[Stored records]
********

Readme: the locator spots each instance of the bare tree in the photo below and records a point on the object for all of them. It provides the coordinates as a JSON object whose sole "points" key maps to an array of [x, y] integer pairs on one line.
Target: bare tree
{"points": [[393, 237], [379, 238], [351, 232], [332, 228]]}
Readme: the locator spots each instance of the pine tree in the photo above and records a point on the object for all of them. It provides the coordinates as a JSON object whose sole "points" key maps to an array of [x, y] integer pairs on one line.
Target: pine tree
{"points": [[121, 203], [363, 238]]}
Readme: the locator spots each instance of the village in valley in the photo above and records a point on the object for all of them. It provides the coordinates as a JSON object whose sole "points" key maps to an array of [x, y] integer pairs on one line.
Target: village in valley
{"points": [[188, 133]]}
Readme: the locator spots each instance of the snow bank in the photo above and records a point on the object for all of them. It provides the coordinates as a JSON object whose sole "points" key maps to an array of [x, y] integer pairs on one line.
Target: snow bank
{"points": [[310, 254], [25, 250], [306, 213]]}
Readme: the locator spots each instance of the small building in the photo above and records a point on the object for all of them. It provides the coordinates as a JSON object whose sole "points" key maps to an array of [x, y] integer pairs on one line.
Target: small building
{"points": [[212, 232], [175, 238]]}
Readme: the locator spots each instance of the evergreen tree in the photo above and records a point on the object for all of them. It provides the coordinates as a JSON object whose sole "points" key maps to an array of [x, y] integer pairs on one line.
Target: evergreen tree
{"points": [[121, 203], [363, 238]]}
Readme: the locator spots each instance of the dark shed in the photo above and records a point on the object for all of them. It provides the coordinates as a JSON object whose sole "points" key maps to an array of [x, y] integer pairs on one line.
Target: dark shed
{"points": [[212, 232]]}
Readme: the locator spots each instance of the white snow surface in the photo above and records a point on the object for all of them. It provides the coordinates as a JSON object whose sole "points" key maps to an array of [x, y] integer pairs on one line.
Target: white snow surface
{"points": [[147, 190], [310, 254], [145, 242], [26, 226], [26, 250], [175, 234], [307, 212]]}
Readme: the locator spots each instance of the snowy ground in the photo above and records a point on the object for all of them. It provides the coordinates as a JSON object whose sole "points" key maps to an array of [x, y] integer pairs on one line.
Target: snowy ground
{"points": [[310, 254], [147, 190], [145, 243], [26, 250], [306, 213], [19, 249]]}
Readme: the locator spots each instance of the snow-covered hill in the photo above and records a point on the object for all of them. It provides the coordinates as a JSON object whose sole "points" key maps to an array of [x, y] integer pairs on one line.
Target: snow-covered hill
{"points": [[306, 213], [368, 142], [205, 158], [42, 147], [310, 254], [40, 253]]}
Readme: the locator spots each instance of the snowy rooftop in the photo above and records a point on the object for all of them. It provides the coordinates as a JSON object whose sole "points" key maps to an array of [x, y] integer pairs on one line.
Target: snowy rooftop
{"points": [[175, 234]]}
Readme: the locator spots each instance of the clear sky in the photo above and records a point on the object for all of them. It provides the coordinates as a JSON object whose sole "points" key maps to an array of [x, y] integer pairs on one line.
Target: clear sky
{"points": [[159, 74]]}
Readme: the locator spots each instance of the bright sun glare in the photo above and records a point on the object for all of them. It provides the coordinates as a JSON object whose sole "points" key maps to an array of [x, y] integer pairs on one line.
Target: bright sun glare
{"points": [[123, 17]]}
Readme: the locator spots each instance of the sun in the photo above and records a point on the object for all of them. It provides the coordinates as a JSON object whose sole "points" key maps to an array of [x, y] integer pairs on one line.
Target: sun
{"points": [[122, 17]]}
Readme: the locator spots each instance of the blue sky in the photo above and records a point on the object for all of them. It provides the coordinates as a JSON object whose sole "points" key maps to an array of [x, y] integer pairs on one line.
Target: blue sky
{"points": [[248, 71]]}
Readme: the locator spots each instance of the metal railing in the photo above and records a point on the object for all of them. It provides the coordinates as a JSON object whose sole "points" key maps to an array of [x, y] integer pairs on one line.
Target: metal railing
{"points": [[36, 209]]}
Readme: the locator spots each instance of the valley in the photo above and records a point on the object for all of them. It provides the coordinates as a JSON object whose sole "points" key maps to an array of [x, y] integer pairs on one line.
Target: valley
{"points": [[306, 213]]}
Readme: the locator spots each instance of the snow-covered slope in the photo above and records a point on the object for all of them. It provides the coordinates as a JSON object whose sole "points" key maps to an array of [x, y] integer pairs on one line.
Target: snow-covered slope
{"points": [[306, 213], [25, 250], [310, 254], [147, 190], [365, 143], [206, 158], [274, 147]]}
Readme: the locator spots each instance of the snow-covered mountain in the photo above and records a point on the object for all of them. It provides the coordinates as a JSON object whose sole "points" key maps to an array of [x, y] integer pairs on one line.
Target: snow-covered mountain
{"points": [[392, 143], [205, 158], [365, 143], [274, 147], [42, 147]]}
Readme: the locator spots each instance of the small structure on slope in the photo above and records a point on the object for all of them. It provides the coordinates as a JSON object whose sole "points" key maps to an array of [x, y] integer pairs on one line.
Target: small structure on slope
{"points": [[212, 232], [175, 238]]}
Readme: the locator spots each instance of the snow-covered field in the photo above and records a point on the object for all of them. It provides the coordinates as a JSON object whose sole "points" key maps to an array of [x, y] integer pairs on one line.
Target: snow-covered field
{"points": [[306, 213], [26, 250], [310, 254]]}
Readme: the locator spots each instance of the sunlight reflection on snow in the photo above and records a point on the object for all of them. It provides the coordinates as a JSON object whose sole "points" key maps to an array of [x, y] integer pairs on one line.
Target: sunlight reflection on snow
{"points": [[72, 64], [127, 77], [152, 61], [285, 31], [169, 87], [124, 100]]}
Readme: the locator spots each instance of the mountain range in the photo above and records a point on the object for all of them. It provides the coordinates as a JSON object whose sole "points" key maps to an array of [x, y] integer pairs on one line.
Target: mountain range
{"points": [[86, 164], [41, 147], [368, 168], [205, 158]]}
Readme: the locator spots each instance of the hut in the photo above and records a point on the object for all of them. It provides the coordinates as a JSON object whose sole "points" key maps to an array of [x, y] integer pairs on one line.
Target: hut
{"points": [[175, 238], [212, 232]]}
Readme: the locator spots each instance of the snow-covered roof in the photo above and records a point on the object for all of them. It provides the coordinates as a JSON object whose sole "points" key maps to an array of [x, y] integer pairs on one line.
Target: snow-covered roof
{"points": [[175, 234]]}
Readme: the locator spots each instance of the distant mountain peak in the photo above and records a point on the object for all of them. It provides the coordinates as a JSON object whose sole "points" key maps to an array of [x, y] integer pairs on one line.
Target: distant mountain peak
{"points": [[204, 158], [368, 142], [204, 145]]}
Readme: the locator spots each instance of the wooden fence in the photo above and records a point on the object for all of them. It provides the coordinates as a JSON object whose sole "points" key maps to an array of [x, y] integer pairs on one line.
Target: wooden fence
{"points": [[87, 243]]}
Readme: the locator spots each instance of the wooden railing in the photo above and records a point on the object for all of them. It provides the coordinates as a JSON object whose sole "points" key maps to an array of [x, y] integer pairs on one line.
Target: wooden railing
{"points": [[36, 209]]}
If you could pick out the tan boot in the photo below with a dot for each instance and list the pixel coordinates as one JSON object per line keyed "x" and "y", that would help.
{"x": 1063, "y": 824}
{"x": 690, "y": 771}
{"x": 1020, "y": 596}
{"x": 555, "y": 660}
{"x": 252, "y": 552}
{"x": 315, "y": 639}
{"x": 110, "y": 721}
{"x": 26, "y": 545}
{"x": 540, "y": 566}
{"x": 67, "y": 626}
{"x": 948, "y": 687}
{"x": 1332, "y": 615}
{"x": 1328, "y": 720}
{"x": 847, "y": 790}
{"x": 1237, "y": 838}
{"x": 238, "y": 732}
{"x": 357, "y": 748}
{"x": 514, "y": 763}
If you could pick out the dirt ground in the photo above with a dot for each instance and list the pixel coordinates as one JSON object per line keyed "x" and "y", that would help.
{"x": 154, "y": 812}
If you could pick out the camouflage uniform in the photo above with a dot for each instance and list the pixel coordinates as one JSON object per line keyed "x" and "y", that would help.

********

Written instruction |
Your task is to reproduce, exactly and exclusively, the lines from the one holding "Readme: the locator spots each instance of the wooden railing" through the final line of the listing.

Solved exercise |
Readme: the locator spots each instance of the wooden railing in the photo above and records a point on the object for all of them. It provides the coordinates as a JSON object whose sole "points" key maps to an array of [x, y] integer pairs on one line.
Target: wooden railing
{"points": [[36, 209]]}
If you could pick out the tan boot in the photo below with a dot for each instance and list the pixel coordinates as one JSON object per line keyed "x" and "y", that would help.
{"x": 1063, "y": 824}
{"x": 690, "y": 771}
{"x": 1020, "y": 596}
{"x": 555, "y": 660}
{"x": 252, "y": 552}
{"x": 315, "y": 639}
{"x": 110, "y": 721}
{"x": 26, "y": 545}
{"x": 540, "y": 566}
{"x": 67, "y": 626}
{"x": 948, "y": 687}
{"x": 1332, "y": 615}
{"x": 1328, "y": 720}
{"x": 847, "y": 790}
{"x": 1237, "y": 838}
{"x": 238, "y": 732}
{"x": 357, "y": 748}
{"x": 514, "y": 763}
If you could pick out the dirt ground in the photo above with a dot for each instance and list the pixel coordinates as one JSON object per line keyed "x" and "y", that would help.
{"x": 154, "y": 812}
If you could pick out the camouflage uniform in the photo above with a dot for each instance and list the pixel coordinates as one JSON object per line keyed "x" and "y", that would help.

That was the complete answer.